▶ DATA FOR THE TASK:
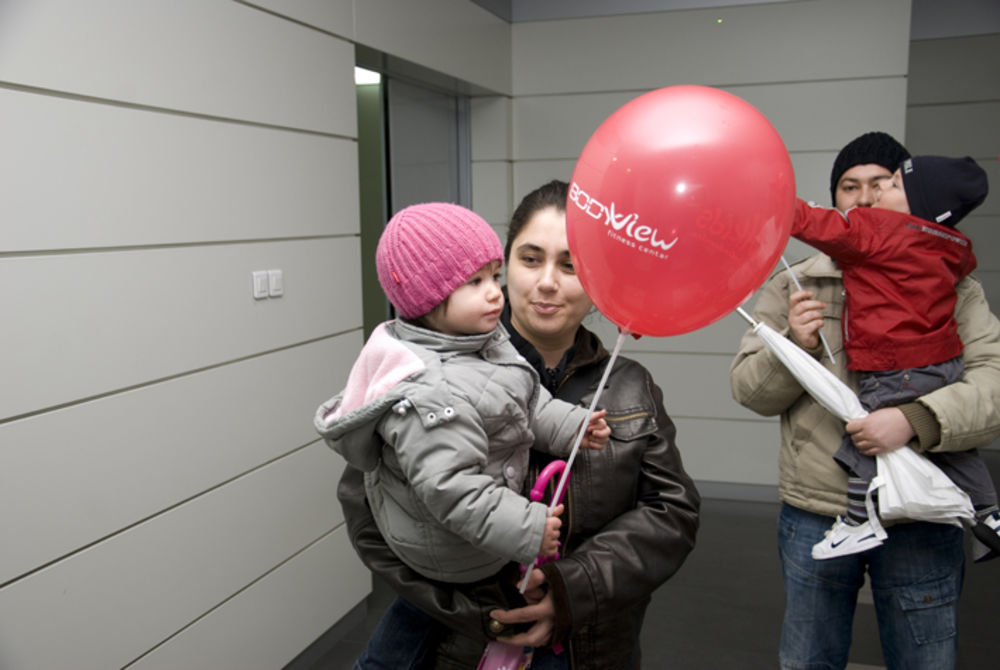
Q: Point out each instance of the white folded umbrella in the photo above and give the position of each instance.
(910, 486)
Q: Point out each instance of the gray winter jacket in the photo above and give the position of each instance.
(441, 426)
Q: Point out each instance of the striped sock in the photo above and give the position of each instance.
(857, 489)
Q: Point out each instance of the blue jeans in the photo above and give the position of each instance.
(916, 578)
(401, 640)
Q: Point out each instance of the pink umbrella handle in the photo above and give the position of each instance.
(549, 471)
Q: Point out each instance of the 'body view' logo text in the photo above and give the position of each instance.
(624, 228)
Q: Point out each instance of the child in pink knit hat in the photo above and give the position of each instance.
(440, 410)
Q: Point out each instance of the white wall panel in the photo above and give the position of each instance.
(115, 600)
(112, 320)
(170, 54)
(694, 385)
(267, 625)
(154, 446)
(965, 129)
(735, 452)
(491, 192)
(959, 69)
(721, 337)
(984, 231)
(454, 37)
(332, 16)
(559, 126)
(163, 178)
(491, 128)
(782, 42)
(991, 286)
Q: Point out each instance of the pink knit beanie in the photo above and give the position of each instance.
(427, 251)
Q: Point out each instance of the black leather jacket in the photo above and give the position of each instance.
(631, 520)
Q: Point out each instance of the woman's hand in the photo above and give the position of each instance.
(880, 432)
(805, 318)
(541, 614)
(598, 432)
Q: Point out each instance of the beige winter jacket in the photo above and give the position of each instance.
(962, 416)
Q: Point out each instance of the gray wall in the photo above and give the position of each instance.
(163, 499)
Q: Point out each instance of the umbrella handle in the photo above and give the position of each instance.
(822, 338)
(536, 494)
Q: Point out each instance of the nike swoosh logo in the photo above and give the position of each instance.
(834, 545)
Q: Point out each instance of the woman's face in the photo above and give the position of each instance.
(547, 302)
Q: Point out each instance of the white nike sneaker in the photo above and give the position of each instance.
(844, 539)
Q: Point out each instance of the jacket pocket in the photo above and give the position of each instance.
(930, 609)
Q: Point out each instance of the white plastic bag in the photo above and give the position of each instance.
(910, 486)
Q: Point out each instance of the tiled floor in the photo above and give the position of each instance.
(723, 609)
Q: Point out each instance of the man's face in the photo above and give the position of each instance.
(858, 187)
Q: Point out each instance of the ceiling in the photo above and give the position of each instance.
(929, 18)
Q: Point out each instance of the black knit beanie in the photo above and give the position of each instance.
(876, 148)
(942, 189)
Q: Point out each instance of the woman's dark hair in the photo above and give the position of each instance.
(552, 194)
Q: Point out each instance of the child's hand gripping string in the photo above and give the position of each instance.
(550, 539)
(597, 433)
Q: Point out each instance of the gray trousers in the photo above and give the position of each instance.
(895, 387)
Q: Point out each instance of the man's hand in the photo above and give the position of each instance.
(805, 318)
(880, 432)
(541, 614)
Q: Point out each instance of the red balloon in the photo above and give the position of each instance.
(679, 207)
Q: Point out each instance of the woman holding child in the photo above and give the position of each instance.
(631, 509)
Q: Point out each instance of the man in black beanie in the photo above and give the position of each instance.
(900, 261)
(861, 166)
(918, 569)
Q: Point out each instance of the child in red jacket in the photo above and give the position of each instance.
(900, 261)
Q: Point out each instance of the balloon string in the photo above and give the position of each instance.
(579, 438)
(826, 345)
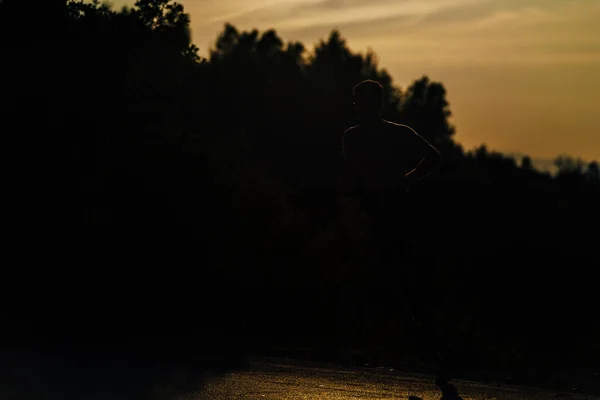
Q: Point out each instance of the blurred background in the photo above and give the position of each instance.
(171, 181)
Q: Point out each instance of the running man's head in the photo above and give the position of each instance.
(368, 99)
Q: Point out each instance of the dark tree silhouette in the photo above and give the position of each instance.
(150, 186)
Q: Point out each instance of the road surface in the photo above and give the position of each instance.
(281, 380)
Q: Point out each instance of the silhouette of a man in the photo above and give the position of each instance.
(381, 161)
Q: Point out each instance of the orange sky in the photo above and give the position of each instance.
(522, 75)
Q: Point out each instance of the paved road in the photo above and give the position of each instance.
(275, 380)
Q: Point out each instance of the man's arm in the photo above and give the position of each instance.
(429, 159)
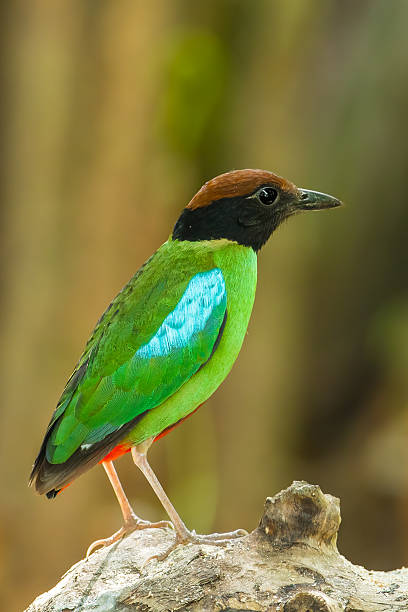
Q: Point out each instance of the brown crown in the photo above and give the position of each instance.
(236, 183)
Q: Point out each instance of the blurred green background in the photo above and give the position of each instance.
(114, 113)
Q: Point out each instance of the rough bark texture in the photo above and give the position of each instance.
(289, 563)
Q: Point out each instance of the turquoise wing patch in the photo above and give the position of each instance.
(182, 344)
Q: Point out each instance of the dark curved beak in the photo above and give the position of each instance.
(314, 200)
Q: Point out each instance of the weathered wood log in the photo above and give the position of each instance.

▶ TASK REQUIREMENTS: Without any pictures, transcribe the listing above exactly as written.

▶ EXERCISE RESULT:
Q: Point out each instance of the white folded umbrella in the photo above and give the position of each instance.
(910, 486)
Q: Point out each instance of the gray winter jacket in the photo above and give the position of each instance.
(441, 426)
Q: Point out each instance of the striped sock in the photo above and give the position of each instance.
(857, 489)
Q: Point out each instance of the blue jeans in the photo above and give the position of each instance.
(916, 578)
(401, 640)
Q: Point out each instance of the pink umbrella handle in the photo above and give the position of each instance.
(549, 471)
Q: Point out each instance of the 'body view' logo text in the photo above and give the position of each instance.
(624, 228)
Q: Point out each instance of the child in pink knit hat in the photo above and give the position of each instance.
(440, 410)
Q: Point out each instance of the white wall panel in the photo above and give the position of each instance.
(115, 600)
(112, 320)
(170, 54)
(694, 385)
(267, 625)
(154, 446)
(965, 129)
(735, 452)
(491, 192)
(959, 69)
(721, 337)
(984, 231)
(454, 37)
(332, 16)
(559, 126)
(163, 178)
(491, 128)
(782, 42)
(991, 286)
Q: Point out each instance of the pink knit beanie in the photo above and give the position of each instance.
(427, 251)
Q: Point out each instance of the black leather jacket in the photo above and give the position of each instance.
(631, 520)
Q: Point out each instance of the woman's hand in the photo above and give the position of each instance.
(880, 432)
(805, 318)
(541, 614)
(598, 432)
Q: Point out each instance of the beige winter jacket in the photo above and give the position of each instance.
(962, 416)
Q: Point out each instance of the gray wall in the photo above and give the position of each instance.
(163, 499)
Q: Point out each instance of the umbrella handle in the photo above and give the position of each instance.
(822, 338)
(536, 494)
Q: Point out each instance of the nike swoosh logo in the photo above and give the position of each instance.
(834, 545)
Q: Point out each instance of the woman's face in the photo above and give the position of each instance.
(547, 302)
Q: Point out each instance of the white nike sneaker in the photo above and give the position of each instance.
(844, 539)
Q: Point out each instance of the jacket pocket in the photo above and give the position of each instance.
(930, 609)
Q: Point out each instance of the white plastic bag in the photo above and give the position of each instance.
(910, 486)
Q: Point out each instance of the tiled floor in the photo above and give the position of each instance.
(723, 609)
Q: Point out each instance of the man's face in the photo above and give the position of each instance.
(858, 187)
Q: Point out each instance of the ceiling in the photo above and give the position of each instance.
(929, 18)
Q: Point out each instance of the black knit beanie in the photo above and give the position of each instance.
(876, 148)
(942, 189)
Q: Point out each instance of the woman's dark hair in the photo above and give the position of each instance.
(552, 194)
Q: Point out each instance of the child's hand gripping string in the photo above and give the position of each instance.
(550, 539)
(597, 433)
Q: Point out each instance of the gray trousers in the photo above and give the position of each instance.
(895, 387)
Q: Point out each instance of the man's hand in the photo above and give the position of each instance.
(805, 318)
(880, 432)
(541, 614)
Q: Point out each instance of the red balloon in the photo above and give the position of each instance.
(679, 207)
Q: Point out each instance of the woman holding child in the photo above and give the position of each instance.
(631, 509)
Q: Point out each instance of the man in black beanie in the photo above and give the position of each instance.
(900, 261)
(861, 166)
(918, 569)
Q: Point out each instance of the child in red jacket in the photo above and give the position of each instance.
(900, 261)
Q: Point out each instance of the balloon string in the photo above and give the position of each instance.
(579, 438)
(826, 345)
Q: Point out each instance of the blurred background in the photo above and give the position of each instance.
(171, 181)
Q: Point out each instance of the running man's head in the photo above and give the position of each instance.
(368, 99)
Q: Point out each instance of the dark tree silhouette in the photo above and give the position of each instance.
(150, 186)
Q: Point out each instance of the road surface in the photo above and give the position of each instance.
(281, 380)
Q: Point out each instance of the silhouette of a man in the photo above and give the position of each instance.
(381, 161)
Q: Point out each instance of the orange sky in the photo above and give the position of each instance.
(522, 75)
Q: Point out each instance of the paved road in the photo above and give the position of each instance.
(275, 380)
Q: Point out each instance of the man's arm in the photo above and give the position of each instance.
(429, 159)
Q: Point out each instance of the brown crown in the photo above and give the position of each instance.
(236, 183)
Q: Point out each instance of the blurred green background in the photo above and give the position of each instance.
(114, 113)
Q: Point out each instance of the rough bark texture in the photo above and give the position of each instance.
(289, 563)
Q: Point out each instance of the turquoise wing patch in the photo above and give the position of each instance.
(182, 344)
Q: Point out each instance of the dark curved beak in the photo above and give the position of each instance.
(314, 200)
Q: Point out each instance of the weathered wood log in the photo above and give the position of each instance.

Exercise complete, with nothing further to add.